- _Work request_
Match the word "small". Return each line of the data below where it appears.

- _Saved entries_
==========
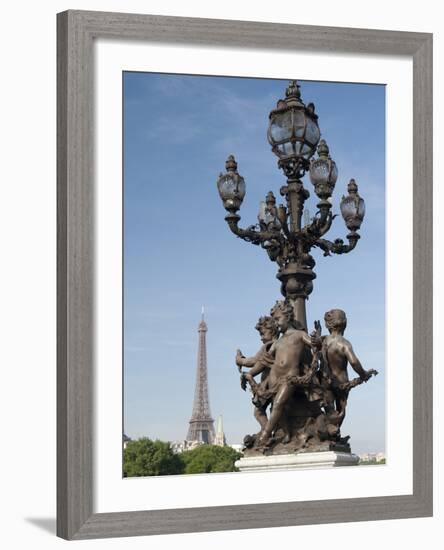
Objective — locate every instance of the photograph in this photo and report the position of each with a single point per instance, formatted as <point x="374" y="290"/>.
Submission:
<point x="254" y="243"/>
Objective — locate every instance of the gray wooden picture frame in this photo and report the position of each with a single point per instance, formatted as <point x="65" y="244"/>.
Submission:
<point x="76" y="32"/>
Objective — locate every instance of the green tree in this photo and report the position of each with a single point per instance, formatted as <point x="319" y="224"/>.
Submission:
<point x="210" y="458"/>
<point x="144" y="457"/>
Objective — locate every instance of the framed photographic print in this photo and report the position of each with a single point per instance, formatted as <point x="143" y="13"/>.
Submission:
<point x="313" y="147"/>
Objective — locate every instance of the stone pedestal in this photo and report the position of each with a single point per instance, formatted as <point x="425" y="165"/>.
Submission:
<point x="298" y="461"/>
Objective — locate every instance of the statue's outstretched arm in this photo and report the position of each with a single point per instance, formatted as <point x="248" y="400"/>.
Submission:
<point x="354" y="362"/>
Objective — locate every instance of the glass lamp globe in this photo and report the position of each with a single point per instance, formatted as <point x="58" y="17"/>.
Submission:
<point x="293" y="131"/>
<point x="323" y="172"/>
<point x="231" y="186"/>
<point x="353" y="207"/>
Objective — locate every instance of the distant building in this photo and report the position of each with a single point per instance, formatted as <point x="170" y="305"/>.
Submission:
<point x="219" y="438"/>
<point x="185" y="445"/>
<point x="201" y="425"/>
<point x="372" y="457"/>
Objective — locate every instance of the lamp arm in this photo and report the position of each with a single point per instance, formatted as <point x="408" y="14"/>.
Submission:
<point x="249" y="234"/>
<point x="338" y="246"/>
<point x="327" y="225"/>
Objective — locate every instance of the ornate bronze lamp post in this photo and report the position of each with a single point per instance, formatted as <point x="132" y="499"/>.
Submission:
<point x="294" y="136"/>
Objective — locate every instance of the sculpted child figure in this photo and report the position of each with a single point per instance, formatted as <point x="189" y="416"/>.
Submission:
<point x="260" y="363"/>
<point x="291" y="366"/>
<point x="337" y="353"/>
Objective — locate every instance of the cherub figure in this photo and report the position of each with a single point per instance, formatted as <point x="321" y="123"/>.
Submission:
<point x="337" y="353"/>
<point x="291" y="367"/>
<point x="259" y="363"/>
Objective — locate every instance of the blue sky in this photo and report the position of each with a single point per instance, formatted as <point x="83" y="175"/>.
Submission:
<point x="179" y="254"/>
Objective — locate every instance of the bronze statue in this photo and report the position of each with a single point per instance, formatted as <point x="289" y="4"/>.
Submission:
<point x="260" y="363"/>
<point x="337" y="353"/>
<point x="301" y="399"/>
<point x="304" y="383"/>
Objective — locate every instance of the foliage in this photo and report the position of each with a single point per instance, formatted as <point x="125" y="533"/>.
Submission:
<point x="210" y="459"/>
<point x="144" y="457"/>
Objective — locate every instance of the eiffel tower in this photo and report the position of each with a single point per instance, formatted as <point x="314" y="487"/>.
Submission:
<point x="201" y="424"/>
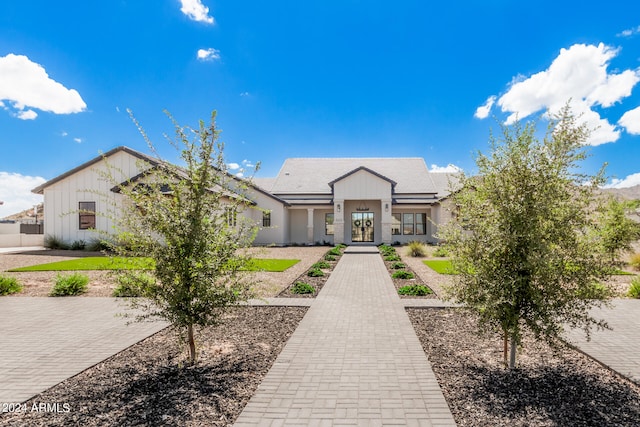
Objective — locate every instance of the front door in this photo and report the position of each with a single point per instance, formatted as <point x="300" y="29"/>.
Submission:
<point x="362" y="226"/>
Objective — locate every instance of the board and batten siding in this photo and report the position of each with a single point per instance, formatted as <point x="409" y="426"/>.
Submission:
<point x="362" y="185"/>
<point x="61" y="199"/>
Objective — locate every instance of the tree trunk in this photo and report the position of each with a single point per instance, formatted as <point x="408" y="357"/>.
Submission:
<point x="192" y="344"/>
<point x="505" y="340"/>
<point x="512" y="356"/>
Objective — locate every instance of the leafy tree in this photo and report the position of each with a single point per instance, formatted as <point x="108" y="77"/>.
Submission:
<point x="186" y="219"/>
<point x="617" y="231"/>
<point x="523" y="236"/>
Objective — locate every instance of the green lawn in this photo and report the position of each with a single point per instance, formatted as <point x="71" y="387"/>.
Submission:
<point x="92" y="263"/>
<point x="442" y="266"/>
<point x="271" y="264"/>
<point x="121" y="263"/>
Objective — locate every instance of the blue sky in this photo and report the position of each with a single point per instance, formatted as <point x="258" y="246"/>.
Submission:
<point x="341" y="78"/>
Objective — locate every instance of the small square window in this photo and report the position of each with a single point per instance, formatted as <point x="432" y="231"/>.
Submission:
<point x="86" y="215"/>
<point x="328" y="224"/>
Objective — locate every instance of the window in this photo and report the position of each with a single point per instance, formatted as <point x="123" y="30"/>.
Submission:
<point x="421" y="223"/>
<point x="328" y="224"/>
<point x="266" y="219"/>
<point x="396" y="224"/>
<point x="231" y="215"/>
<point x="86" y="215"/>
<point x="407" y="223"/>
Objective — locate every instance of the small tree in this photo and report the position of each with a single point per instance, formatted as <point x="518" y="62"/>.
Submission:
<point x="185" y="219"/>
<point x="617" y="231"/>
<point x="522" y="238"/>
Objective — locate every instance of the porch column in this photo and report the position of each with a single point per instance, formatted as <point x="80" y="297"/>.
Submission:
<point x="385" y="223"/>
<point x="310" y="226"/>
<point x="338" y="221"/>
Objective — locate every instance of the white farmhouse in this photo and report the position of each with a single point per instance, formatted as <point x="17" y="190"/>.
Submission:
<point x="311" y="200"/>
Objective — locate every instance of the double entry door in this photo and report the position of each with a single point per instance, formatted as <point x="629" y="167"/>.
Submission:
<point x="362" y="226"/>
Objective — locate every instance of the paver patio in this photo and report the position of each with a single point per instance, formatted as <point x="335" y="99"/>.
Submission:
<point x="353" y="360"/>
<point x="47" y="340"/>
<point x="619" y="348"/>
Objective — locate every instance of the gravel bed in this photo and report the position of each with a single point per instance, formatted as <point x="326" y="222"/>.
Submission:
<point x="149" y="383"/>
<point x="550" y="387"/>
<point x="399" y="283"/>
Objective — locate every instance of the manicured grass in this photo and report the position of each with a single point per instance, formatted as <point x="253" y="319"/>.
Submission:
<point x="442" y="266"/>
<point x="269" y="264"/>
<point x="121" y="263"/>
<point x="92" y="263"/>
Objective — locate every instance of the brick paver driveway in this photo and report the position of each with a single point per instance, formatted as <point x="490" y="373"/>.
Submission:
<point x="47" y="340"/>
<point x="618" y="348"/>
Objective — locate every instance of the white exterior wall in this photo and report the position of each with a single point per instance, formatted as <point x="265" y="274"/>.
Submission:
<point x="319" y="229"/>
<point x="374" y="191"/>
<point x="428" y="237"/>
<point x="275" y="234"/>
<point x="61" y="198"/>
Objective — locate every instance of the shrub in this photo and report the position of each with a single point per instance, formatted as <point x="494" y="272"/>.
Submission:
<point x="315" y="272"/>
<point x="415" y="290"/>
<point x="54" y="242"/>
<point x="440" y="252"/>
<point x="634" y="289"/>
<point x="132" y="284"/>
<point x="302" y="288"/>
<point x="634" y="261"/>
<point x="402" y="274"/>
<point x="335" y="251"/>
<point x="73" y="284"/>
<point x="417" y="249"/>
<point x="9" y="285"/>
<point x="386" y="250"/>
<point x="321" y="264"/>
<point x="78" y="245"/>
<point x="97" y="245"/>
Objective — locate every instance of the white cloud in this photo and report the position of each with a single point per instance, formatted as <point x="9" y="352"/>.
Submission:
<point x="629" y="181"/>
<point x="450" y="168"/>
<point x="15" y="192"/>
<point x="579" y="74"/>
<point x="482" y="112"/>
<point x="26" y="115"/>
<point x="631" y="121"/>
<point x="210" y="54"/>
<point x="26" y="84"/>
<point x="196" y="11"/>
<point x="629" y="32"/>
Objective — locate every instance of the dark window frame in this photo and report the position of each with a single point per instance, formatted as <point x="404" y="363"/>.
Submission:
<point x="86" y="215"/>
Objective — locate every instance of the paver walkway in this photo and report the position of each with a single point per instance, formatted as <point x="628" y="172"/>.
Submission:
<point x="47" y="340"/>
<point x="353" y="360"/>
<point x="619" y="348"/>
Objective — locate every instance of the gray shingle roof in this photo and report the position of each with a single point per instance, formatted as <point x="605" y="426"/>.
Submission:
<point x="313" y="175"/>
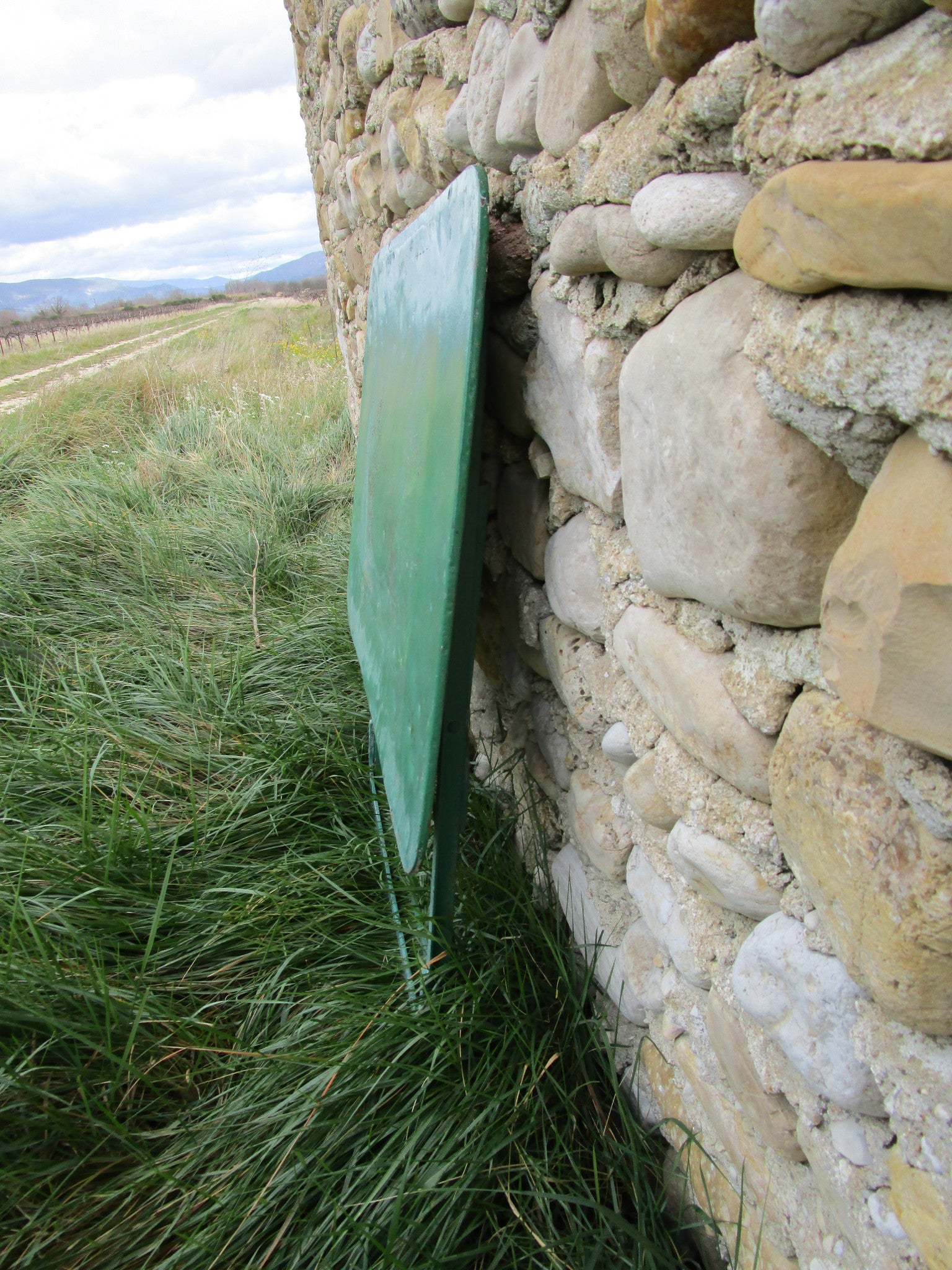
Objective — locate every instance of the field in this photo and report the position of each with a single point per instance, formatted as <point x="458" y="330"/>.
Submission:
<point x="36" y="365"/>
<point x="209" y="1055"/>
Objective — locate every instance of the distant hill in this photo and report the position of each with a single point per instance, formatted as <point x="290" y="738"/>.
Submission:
<point x="311" y="266"/>
<point x="25" y="298"/>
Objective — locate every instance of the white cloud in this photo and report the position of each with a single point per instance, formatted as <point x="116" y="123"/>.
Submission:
<point x="150" y="139"/>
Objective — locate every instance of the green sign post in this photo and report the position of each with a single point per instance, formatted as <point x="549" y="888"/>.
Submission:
<point x="419" y="522"/>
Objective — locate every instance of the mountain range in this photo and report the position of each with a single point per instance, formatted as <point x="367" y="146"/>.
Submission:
<point x="25" y="298"/>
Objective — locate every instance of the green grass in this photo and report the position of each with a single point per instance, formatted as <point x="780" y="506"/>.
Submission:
<point x="209" y="1057"/>
<point x="75" y="343"/>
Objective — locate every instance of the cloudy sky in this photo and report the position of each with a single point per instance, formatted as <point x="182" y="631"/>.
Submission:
<point x="150" y="139"/>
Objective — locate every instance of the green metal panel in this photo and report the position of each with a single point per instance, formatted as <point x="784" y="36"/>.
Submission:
<point x="419" y="517"/>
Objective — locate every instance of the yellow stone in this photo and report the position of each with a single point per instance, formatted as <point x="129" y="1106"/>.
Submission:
<point x="922" y="1212"/>
<point x="886" y="610"/>
<point x="710" y="1186"/>
<point x="873" y="224"/>
<point x="683" y="35"/>
<point x="881" y="882"/>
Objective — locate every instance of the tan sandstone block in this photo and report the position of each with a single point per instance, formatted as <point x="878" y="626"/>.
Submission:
<point x="710" y="1186"/>
<point x="683" y="35"/>
<point x="886" y="615"/>
<point x="644" y="796"/>
<point x="881" y="882"/>
<point x="879" y="224"/>
<point x="746" y="1152"/>
<point x="920" y="1209"/>
<point x="683" y="686"/>
<point x="601" y="835"/>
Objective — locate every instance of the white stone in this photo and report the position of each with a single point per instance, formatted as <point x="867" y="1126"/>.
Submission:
<point x="574" y="94"/>
<point x="412" y="189"/>
<point x="522" y="506"/>
<point x="621" y="50"/>
<point x="858" y="441"/>
<point x="367" y="56"/>
<point x="695" y="211"/>
<point x="574" y="249"/>
<point x="644" y="797"/>
<point x="597" y="831"/>
<point x="724" y="505"/>
<point x="617" y="746"/>
<point x="551" y="741"/>
<point x="583" y="916"/>
<point x="516" y="123"/>
<point x="800" y="35"/>
<point x="720" y="873"/>
<point x="571" y="578"/>
<point x="884" y="1219"/>
<point x="682" y="685"/>
<point x="456" y="11"/>
<point x="628" y="254"/>
<point x="806" y="1002"/>
<point x="455" y="123"/>
<point x="663" y="916"/>
<point x="643" y="964"/>
<point x="571" y="401"/>
<point x="850" y="1140"/>
<point x="541" y="459"/>
<point x="485" y="94"/>
<point x="873" y="357"/>
<point x="564" y="651"/>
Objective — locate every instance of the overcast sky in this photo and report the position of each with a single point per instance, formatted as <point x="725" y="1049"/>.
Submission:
<point x="150" y="139"/>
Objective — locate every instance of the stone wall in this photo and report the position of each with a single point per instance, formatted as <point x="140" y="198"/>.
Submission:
<point x="716" y="633"/>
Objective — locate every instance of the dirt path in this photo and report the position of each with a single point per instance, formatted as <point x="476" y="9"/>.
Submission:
<point x="84" y="373"/>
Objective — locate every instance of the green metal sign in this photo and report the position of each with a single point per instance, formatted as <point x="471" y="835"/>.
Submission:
<point x="419" y="520"/>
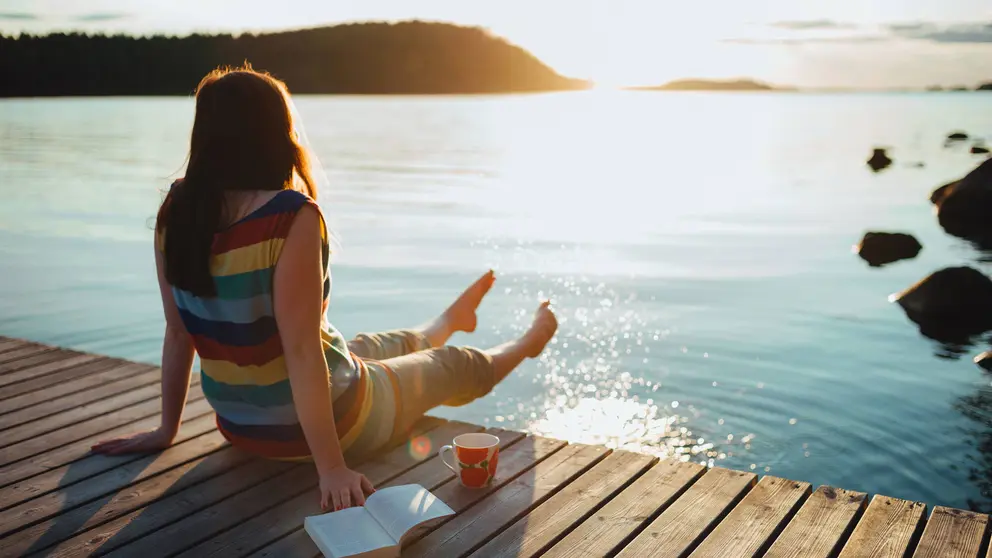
==========
- _Response to the task_
Objective — locate every instance of the small square window in this photo and report the position of each with a single point per instance, formatted as <point x="432" y="231"/>.
Objective — locate every instance of the small tree in this photo and report the position of each with a single point per instance, formatted as <point x="518" y="62"/>.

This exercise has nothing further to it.